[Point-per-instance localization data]
┏━━

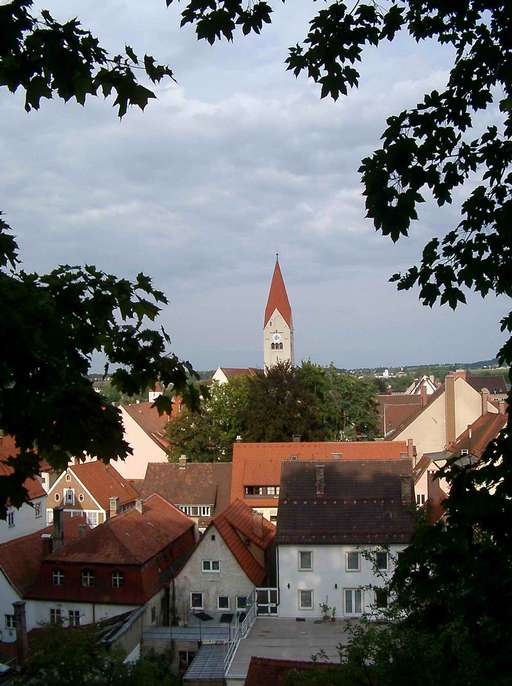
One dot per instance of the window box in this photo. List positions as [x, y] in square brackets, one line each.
[352, 561]
[305, 561]
[222, 602]
[353, 598]
[305, 599]
[196, 601]
[211, 566]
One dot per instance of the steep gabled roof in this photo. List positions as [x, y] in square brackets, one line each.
[278, 298]
[196, 483]
[238, 525]
[361, 503]
[260, 463]
[494, 383]
[103, 481]
[20, 559]
[479, 434]
[147, 417]
[131, 537]
[418, 410]
[9, 449]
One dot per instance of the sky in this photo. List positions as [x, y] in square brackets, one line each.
[236, 161]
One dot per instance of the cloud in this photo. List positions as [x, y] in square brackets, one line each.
[237, 161]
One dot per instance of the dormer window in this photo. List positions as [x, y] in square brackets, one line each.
[57, 577]
[88, 578]
[117, 579]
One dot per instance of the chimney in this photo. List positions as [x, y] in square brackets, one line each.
[58, 528]
[113, 504]
[257, 524]
[410, 448]
[449, 399]
[406, 490]
[47, 544]
[320, 479]
[485, 399]
[423, 394]
[20, 622]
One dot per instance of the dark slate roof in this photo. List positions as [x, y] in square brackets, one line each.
[362, 503]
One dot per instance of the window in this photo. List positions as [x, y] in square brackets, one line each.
[74, 617]
[88, 577]
[381, 560]
[185, 658]
[117, 579]
[196, 601]
[69, 496]
[57, 577]
[211, 565]
[381, 598]
[55, 616]
[91, 518]
[305, 560]
[305, 600]
[352, 561]
[223, 602]
[353, 601]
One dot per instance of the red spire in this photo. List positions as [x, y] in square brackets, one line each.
[278, 298]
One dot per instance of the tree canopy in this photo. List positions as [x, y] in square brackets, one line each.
[313, 402]
[53, 324]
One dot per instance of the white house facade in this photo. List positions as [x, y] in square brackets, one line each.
[344, 579]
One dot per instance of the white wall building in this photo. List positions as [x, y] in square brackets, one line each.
[340, 528]
[227, 564]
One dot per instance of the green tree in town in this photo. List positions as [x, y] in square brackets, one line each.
[208, 435]
[61, 655]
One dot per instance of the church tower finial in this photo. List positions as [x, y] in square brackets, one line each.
[278, 323]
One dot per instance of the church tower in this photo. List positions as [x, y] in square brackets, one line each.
[278, 323]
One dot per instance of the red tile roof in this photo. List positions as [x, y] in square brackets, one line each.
[494, 384]
[264, 671]
[476, 437]
[130, 537]
[259, 464]
[20, 559]
[147, 417]
[361, 503]
[239, 524]
[231, 372]
[278, 298]
[8, 449]
[104, 481]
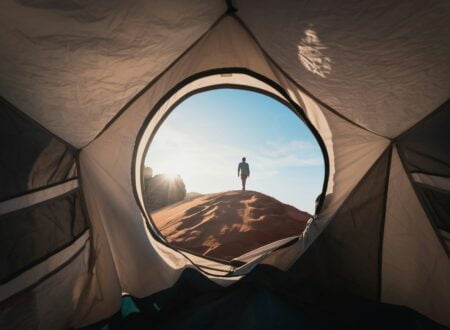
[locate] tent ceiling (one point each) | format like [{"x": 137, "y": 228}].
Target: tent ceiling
[
  {"x": 76, "y": 71},
  {"x": 73, "y": 65},
  {"x": 383, "y": 64}
]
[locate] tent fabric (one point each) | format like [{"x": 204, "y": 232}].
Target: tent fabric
[
  {"x": 84, "y": 84},
  {"x": 384, "y": 65},
  {"x": 32, "y": 234},
  {"x": 37, "y": 197},
  {"x": 424, "y": 147},
  {"x": 415, "y": 267},
  {"x": 346, "y": 256},
  {"x": 31, "y": 158},
  {"x": 104, "y": 53},
  {"x": 263, "y": 300}
]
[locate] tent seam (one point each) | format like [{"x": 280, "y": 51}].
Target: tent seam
[
  {"x": 323, "y": 104},
  {"x": 383, "y": 222},
  {"x": 153, "y": 81}
]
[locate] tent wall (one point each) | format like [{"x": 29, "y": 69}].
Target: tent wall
[
  {"x": 415, "y": 267},
  {"x": 81, "y": 62},
  {"x": 383, "y": 64},
  {"x": 345, "y": 258},
  {"x": 95, "y": 72},
  {"x": 108, "y": 181},
  {"x": 44, "y": 230}
]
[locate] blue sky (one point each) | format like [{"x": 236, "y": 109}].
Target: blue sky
[{"x": 206, "y": 136}]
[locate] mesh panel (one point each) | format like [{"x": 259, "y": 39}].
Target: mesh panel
[
  {"x": 30, "y": 235},
  {"x": 30, "y": 157}
]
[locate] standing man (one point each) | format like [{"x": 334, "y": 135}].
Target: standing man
[{"x": 244, "y": 170}]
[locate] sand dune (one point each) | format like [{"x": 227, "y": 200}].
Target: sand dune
[{"x": 227, "y": 225}]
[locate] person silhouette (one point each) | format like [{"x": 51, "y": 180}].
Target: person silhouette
[{"x": 244, "y": 171}]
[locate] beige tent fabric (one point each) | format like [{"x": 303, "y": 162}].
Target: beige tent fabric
[
  {"x": 73, "y": 65},
  {"x": 121, "y": 233},
  {"x": 432, "y": 180},
  {"x": 36, "y": 197},
  {"x": 106, "y": 165},
  {"x": 383, "y": 64},
  {"x": 415, "y": 269}
]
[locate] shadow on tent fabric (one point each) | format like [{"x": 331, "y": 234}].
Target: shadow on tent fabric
[{"x": 262, "y": 300}]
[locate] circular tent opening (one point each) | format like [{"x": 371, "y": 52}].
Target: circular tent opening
[{"x": 174, "y": 208}]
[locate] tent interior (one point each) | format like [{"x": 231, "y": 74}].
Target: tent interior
[{"x": 85, "y": 84}]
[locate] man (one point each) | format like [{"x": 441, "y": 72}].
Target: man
[{"x": 244, "y": 170}]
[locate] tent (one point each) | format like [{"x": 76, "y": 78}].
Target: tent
[{"x": 84, "y": 85}]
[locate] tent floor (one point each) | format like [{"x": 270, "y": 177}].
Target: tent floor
[{"x": 265, "y": 299}]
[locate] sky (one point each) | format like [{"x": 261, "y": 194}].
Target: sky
[{"x": 205, "y": 137}]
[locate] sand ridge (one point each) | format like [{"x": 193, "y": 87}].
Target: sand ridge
[{"x": 229, "y": 224}]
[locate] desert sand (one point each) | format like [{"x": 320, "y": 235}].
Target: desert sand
[{"x": 227, "y": 225}]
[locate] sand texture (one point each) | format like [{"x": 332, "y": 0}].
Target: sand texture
[{"x": 227, "y": 225}]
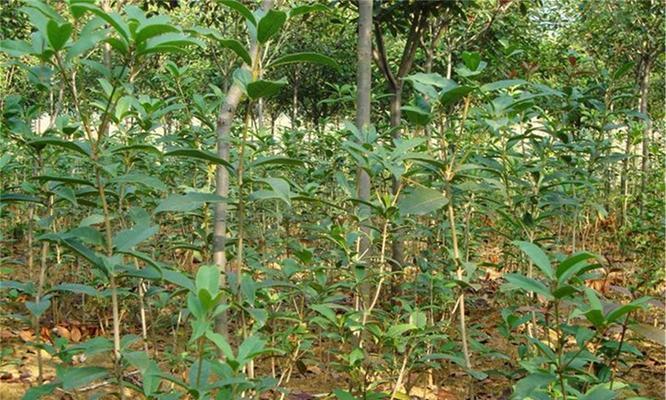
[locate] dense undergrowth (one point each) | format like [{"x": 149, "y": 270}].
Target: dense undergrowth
[{"x": 161, "y": 240}]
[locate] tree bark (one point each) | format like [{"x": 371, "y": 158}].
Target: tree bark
[
  {"x": 363, "y": 103},
  {"x": 395, "y": 83},
  {"x": 223, "y": 130},
  {"x": 644, "y": 93}
]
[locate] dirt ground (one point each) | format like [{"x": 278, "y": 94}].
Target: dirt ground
[{"x": 18, "y": 369}]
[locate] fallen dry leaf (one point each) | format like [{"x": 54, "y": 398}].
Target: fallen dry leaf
[
  {"x": 27, "y": 335},
  {"x": 75, "y": 334},
  {"x": 62, "y": 331}
]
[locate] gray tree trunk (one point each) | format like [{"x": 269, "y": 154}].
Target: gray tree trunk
[
  {"x": 363, "y": 104},
  {"x": 224, "y": 123}
]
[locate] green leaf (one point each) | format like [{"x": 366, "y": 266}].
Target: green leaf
[
  {"x": 343, "y": 395},
  {"x": 471, "y": 59},
  {"x": 649, "y": 332},
  {"x": 397, "y": 330},
  {"x": 128, "y": 238},
  {"x": 571, "y": 266},
  {"x": 416, "y": 115},
  {"x": 264, "y": 88},
  {"x": 152, "y": 29},
  {"x": 528, "y": 385},
  {"x": 15, "y": 48},
  {"x": 304, "y": 57},
  {"x": 281, "y": 189},
  {"x": 250, "y": 348},
  {"x": 83, "y": 251},
  {"x": 596, "y": 312},
  {"x": 306, "y": 9},
  {"x": 236, "y": 46},
  {"x": 421, "y": 200},
  {"x": 599, "y": 392},
  {"x": 625, "y": 309},
  {"x": 221, "y": 344},
  {"x": 169, "y": 42},
  {"x": 275, "y": 160},
  {"x": 178, "y": 278},
  {"x": 82, "y": 148},
  {"x": 241, "y": 9},
  {"x": 72, "y": 377},
  {"x": 522, "y": 282},
  {"x": 38, "y": 308},
  {"x": 187, "y": 202},
  {"x": 58, "y": 34},
  {"x": 450, "y": 96},
  {"x": 66, "y": 193},
  {"x": 63, "y": 179},
  {"x": 208, "y": 279},
  {"x": 18, "y": 197},
  {"x": 503, "y": 84},
  {"x": 269, "y": 25},
  {"x": 111, "y": 18},
  {"x": 37, "y": 392},
  {"x": 538, "y": 257},
  {"x": 431, "y": 79},
  {"x": 75, "y": 288},
  {"x": 199, "y": 155},
  {"x": 325, "y": 310}
]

┗━━

**Task directions:** Transcribe the records above exactly, beginning at the line that contains "Target: shadow on tent fabric" and ending with the line that contains "[locate] tent interior", both included, and nothing else.

**Result below:**
Target: shadow on tent fabric
[{"x": 262, "y": 300}]
[locate] circular tent opening (one point each) | format like [{"x": 371, "y": 52}].
Target: circular tent opening
[{"x": 174, "y": 208}]
[locate] tent interior (one point each) | format like [{"x": 231, "y": 74}].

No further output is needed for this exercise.